Place the lines of the records into a JSON list of strings, one string per line with blank lines omitted. Start with the line that contains "Where can the faint" and continue through the line that contains "(1265, 346)", including both of those lines and no others.
** start Data provided **
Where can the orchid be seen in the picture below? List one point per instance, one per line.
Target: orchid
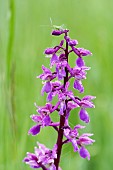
(57, 84)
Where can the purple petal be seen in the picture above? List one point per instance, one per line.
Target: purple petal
(46, 121)
(84, 153)
(57, 32)
(62, 108)
(87, 104)
(75, 146)
(46, 70)
(34, 130)
(46, 88)
(53, 59)
(84, 116)
(62, 42)
(73, 42)
(84, 52)
(80, 62)
(49, 51)
(36, 118)
(49, 97)
(78, 85)
(88, 97)
(84, 140)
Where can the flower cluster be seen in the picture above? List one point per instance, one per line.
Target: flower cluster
(53, 86)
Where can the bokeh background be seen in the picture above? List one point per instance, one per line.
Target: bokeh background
(24, 34)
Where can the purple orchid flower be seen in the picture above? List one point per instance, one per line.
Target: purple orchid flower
(56, 85)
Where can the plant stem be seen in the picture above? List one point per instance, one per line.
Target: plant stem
(62, 119)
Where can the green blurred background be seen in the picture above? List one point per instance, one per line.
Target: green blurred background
(24, 34)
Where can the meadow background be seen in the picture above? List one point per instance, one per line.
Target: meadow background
(24, 35)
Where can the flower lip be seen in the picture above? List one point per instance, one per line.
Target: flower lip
(73, 42)
(56, 32)
(49, 51)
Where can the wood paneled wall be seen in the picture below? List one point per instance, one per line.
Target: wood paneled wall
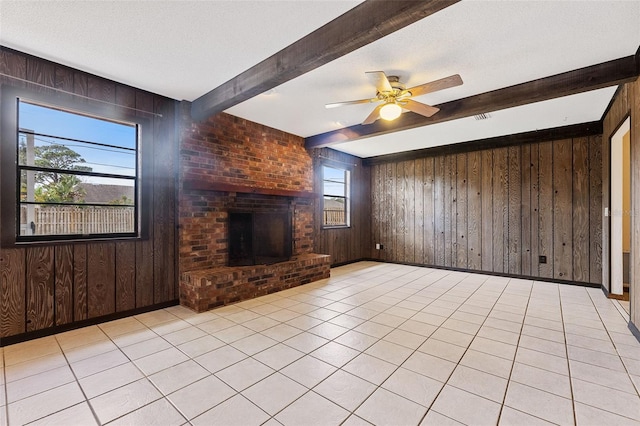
(43, 286)
(344, 244)
(626, 104)
(495, 210)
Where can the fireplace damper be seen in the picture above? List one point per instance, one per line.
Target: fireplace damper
(259, 237)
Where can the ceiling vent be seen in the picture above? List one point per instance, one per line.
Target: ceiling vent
(483, 116)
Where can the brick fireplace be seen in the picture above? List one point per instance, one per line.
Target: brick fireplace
(229, 166)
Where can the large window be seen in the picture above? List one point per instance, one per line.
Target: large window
(75, 174)
(335, 209)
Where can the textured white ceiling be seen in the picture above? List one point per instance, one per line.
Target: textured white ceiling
(183, 49)
(177, 48)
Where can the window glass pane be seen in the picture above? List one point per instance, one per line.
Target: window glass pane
(77, 174)
(75, 220)
(334, 212)
(334, 181)
(52, 152)
(49, 187)
(49, 121)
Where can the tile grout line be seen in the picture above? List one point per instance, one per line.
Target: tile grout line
(504, 397)
(633, 383)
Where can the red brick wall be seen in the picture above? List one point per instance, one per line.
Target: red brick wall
(228, 149)
(236, 151)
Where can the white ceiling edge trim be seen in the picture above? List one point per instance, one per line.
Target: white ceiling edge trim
(569, 110)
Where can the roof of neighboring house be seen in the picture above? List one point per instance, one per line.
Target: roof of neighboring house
(105, 193)
(333, 204)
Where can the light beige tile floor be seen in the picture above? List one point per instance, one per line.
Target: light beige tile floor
(376, 343)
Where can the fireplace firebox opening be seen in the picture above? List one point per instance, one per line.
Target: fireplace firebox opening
(259, 237)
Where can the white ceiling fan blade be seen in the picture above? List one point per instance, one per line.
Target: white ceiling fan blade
(419, 108)
(434, 86)
(380, 80)
(361, 101)
(375, 114)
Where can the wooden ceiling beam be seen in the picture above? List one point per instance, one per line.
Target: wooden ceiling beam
(365, 23)
(593, 77)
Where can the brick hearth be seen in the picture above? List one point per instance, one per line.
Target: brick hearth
(206, 289)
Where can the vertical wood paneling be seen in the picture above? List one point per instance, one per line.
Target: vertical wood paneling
(376, 208)
(429, 212)
(101, 289)
(440, 211)
(40, 288)
(535, 246)
(63, 284)
(80, 281)
(595, 209)
(461, 212)
(580, 209)
(125, 276)
(409, 211)
(401, 208)
(474, 210)
(144, 248)
(417, 215)
(164, 208)
(515, 212)
(500, 210)
(497, 210)
(393, 209)
(12, 292)
(487, 210)
(50, 286)
(450, 211)
(525, 211)
(562, 212)
(545, 208)
(634, 102)
(384, 212)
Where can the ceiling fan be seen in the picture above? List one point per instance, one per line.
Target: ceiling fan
(395, 97)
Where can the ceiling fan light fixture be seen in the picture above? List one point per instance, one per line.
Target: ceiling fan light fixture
(390, 111)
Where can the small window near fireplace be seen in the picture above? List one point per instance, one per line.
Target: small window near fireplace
(335, 206)
(259, 237)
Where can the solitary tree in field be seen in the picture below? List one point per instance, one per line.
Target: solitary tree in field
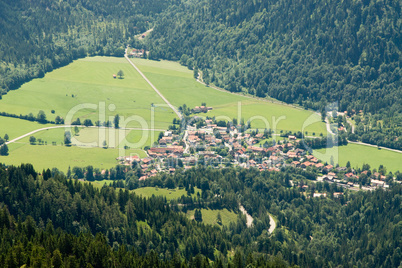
(219, 218)
(116, 121)
(4, 150)
(67, 138)
(76, 130)
(120, 74)
(32, 140)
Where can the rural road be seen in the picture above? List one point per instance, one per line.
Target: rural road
(272, 224)
(328, 125)
(248, 216)
(371, 145)
(64, 126)
(154, 88)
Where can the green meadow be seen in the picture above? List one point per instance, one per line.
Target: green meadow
(209, 216)
(177, 84)
(360, 154)
(15, 127)
(94, 137)
(49, 156)
(90, 81)
(169, 194)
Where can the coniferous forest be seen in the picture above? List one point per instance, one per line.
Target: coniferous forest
(307, 53)
(50, 219)
(310, 53)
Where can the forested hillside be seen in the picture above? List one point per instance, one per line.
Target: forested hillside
(50, 218)
(305, 52)
(38, 36)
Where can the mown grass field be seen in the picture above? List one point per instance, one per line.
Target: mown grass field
(177, 84)
(94, 137)
(209, 216)
(361, 154)
(15, 127)
(61, 157)
(168, 193)
(90, 80)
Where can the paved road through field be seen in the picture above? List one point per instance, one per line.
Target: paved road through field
(154, 88)
(66, 126)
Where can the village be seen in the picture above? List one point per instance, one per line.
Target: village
(219, 144)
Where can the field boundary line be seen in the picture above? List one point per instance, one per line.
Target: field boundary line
(66, 126)
(153, 87)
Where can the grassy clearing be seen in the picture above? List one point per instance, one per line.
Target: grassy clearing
(15, 127)
(168, 193)
(209, 216)
(177, 84)
(90, 80)
(361, 154)
(48, 156)
(94, 137)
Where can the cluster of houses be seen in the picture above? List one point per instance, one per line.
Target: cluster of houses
(137, 53)
(222, 146)
(200, 109)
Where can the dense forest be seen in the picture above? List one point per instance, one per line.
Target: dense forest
(307, 52)
(48, 218)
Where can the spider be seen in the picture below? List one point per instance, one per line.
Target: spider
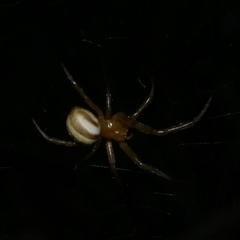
(84, 127)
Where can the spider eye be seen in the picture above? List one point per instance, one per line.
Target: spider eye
(83, 125)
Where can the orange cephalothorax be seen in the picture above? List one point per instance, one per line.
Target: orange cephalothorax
(115, 128)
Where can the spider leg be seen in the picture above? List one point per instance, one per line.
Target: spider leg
(82, 93)
(179, 127)
(54, 140)
(94, 149)
(144, 104)
(108, 103)
(111, 159)
(124, 146)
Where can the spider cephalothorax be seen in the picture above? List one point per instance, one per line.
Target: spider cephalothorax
(87, 128)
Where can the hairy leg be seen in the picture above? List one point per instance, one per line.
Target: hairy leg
(111, 159)
(82, 93)
(144, 104)
(54, 140)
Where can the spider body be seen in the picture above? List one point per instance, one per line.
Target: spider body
(87, 128)
(115, 128)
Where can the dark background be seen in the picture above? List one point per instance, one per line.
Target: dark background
(192, 50)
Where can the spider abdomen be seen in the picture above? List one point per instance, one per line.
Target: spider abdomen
(83, 125)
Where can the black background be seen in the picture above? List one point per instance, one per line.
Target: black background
(191, 48)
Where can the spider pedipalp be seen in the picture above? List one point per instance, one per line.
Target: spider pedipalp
(84, 127)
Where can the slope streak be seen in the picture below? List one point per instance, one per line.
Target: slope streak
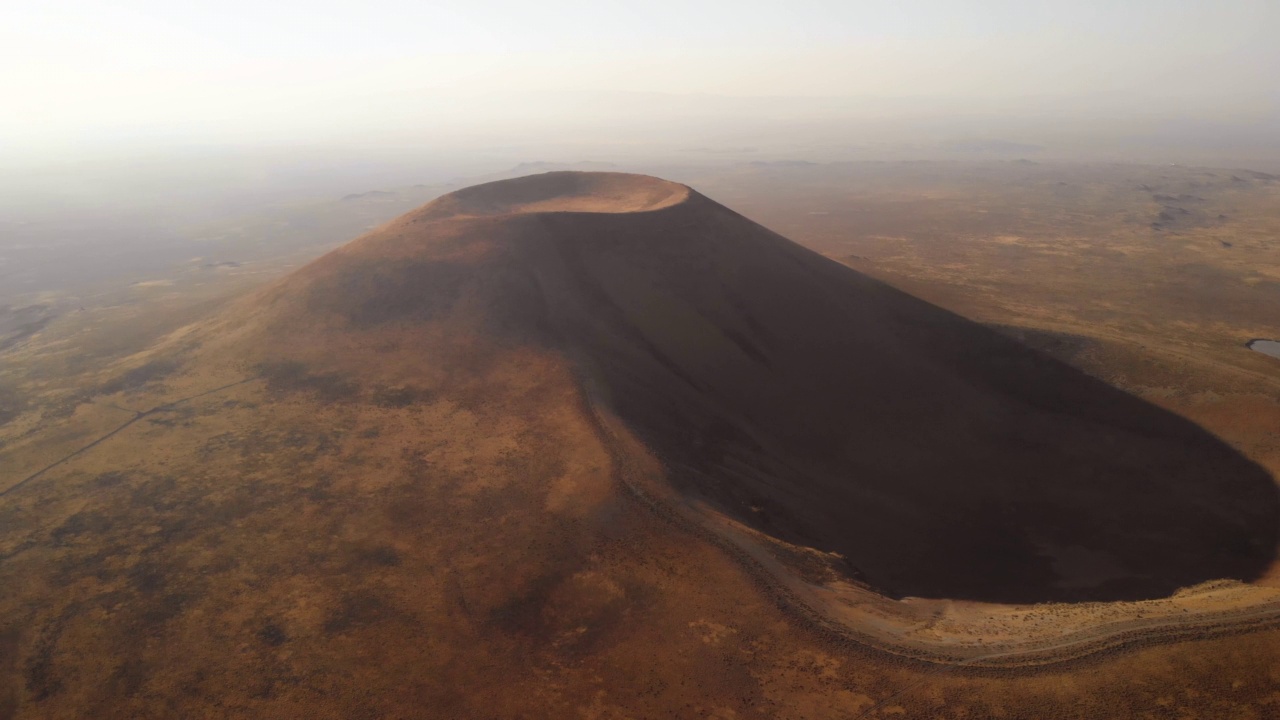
(938, 458)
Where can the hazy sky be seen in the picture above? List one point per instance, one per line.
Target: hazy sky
(82, 72)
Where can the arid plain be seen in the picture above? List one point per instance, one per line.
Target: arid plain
(343, 495)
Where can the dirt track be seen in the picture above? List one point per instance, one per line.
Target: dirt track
(782, 586)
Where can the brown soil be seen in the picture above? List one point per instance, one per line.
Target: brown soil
(519, 456)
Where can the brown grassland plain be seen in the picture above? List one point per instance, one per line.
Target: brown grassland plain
(447, 533)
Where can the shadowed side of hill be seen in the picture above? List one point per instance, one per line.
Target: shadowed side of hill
(938, 458)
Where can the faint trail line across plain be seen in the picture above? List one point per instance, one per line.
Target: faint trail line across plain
(1078, 647)
(137, 415)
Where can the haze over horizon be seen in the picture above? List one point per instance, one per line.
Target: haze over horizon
(1185, 80)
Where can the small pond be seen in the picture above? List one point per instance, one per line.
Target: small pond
(1265, 346)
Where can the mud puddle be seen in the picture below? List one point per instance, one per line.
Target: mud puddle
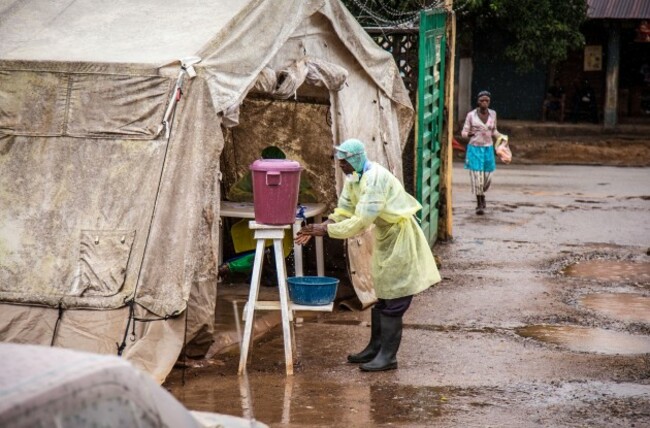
(623, 306)
(308, 402)
(610, 270)
(583, 339)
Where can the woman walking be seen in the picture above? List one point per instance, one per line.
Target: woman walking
(481, 127)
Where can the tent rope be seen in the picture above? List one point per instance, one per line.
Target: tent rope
(120, 347)
(58, 320)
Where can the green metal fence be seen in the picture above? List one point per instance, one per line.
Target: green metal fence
(430, 109)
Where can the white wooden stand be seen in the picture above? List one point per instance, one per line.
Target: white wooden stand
(276, 234)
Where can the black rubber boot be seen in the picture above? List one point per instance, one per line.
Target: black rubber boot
(391, 336)
(373, 346)
(479, 205)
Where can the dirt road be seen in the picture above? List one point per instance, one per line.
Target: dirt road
(542, 320)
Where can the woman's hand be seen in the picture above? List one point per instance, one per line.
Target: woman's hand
(316, 229)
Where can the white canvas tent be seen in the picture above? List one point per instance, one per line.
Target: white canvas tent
(113, 119)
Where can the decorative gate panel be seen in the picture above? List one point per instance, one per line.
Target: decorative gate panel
(430, 110)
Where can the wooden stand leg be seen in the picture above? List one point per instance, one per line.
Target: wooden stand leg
(320, 262)
(284, 305)
(250, 307)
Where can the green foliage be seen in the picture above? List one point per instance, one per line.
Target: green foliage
(540, 31)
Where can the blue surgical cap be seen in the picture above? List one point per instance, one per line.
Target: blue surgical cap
(354, 152)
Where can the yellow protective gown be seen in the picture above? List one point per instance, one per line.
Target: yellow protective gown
(402, 262)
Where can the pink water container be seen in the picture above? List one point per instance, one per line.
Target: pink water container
(276, 183)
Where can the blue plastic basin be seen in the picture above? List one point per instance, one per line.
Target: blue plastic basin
(312, 290)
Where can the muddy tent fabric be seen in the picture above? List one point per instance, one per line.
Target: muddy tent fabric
(111, 119)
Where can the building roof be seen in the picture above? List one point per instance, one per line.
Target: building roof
(618, 9)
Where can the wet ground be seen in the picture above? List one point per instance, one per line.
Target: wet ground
(541, 321)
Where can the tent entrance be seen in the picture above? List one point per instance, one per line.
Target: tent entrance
(300, 127)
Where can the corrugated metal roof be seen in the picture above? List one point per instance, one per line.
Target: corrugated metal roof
(618, 9)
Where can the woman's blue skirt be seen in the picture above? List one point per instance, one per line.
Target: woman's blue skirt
(480, 158)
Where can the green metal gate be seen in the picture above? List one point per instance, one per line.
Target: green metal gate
(430, 108)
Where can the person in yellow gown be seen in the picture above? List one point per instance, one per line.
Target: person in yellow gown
(402, 261)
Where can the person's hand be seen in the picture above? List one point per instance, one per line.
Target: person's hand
(302, 239)
(316, 229)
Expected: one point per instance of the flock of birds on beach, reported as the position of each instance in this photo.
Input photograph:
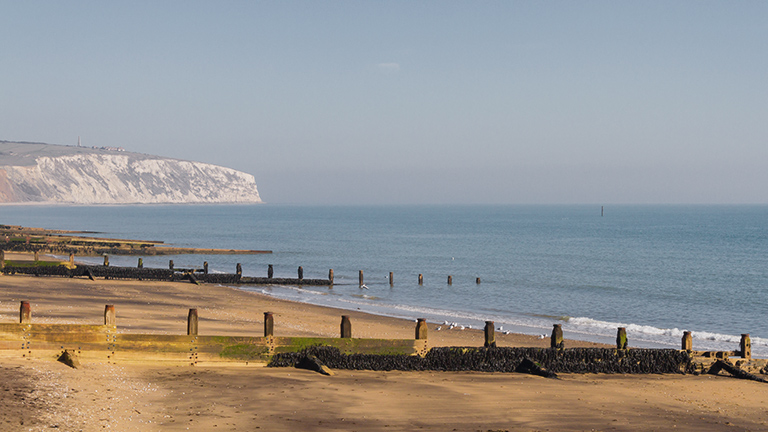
(453, 325)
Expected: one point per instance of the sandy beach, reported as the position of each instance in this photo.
(40, 395)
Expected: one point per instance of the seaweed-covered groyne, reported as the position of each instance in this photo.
(159, 274)
(503, 359)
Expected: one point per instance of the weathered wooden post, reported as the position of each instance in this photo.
(346, 327)
(192, 323)
(490, 334)
(746, 346)
(621, 338)
(421, 328)
(269, 324)
(557, 337)
(109, 315)
(25, 313)
(687, 341)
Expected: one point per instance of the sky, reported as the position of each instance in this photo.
(403, 102)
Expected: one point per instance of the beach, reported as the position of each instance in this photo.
(43, 394)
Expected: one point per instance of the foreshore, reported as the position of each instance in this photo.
(39, 394)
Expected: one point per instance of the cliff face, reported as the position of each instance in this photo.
(107, 177)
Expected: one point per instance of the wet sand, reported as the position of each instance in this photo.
(41, 395)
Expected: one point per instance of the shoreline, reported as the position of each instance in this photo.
(41, 394)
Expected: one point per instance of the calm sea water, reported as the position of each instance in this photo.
(657, 270)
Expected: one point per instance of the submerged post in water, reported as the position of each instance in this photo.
(490, 334)
(557, 337)
(421, 328)
(746, 346)
(687, 341)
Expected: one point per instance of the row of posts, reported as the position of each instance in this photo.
(745, 345)
(271, 270)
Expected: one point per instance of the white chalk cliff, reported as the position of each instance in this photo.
(33, 172)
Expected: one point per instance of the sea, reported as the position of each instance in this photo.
(657, 270)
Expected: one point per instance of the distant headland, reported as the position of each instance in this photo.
(49, 173)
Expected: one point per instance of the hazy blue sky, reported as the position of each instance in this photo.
(409, 102)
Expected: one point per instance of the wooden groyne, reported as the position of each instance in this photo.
(157, 274)
(104, 342)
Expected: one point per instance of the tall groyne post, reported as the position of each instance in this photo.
(25, 313)
(346, 327)
(745, 346)
(192, 323)
(621, 338)
(687, 341)
(269, 324)
(490, 334)
(109, 316)
(557, 337)
(421, 328)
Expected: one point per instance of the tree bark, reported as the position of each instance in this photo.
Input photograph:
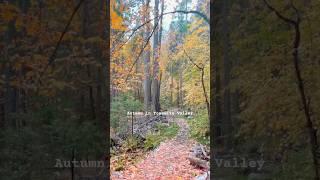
(147, 75)
(156, 44)
(313, 138)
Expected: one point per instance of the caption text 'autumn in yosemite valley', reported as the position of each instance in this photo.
(159, 89)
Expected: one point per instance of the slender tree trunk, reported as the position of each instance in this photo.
(147, 55)
(312, 131)
(156, 52)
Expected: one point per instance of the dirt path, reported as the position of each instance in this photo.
(167, 162)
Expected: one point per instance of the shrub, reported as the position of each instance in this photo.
(200, 128)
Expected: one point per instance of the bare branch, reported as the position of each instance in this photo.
(290, 21)
(54, 53)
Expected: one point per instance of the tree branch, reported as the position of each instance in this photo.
(54, 53)
(141, 51)
(160, 16)
(290, 21)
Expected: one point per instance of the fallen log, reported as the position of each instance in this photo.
(198, 162)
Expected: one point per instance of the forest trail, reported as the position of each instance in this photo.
(167, 162)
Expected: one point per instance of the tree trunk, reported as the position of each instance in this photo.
(156, 52)
(147, 75)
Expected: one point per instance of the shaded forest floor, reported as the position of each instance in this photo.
** end Data provided **
Full output —
[
  "Where can the faint trail line across plain be seen in the picture above? List one point per instance, one per line.",
  "Target: faint trail line across plain",
  "(1078, 647)",
  "(137, 415)",
  "Where can the haze over horizon be seen in the picture above? List one point per instance, one per line.",
  "Target: haze over horizon",
  "(1185, 80)",
  "Where can the small pond be seen in the picture above? List one point per instance, one per line.",
  "Target: small pond",
  "(1265, 346)"
]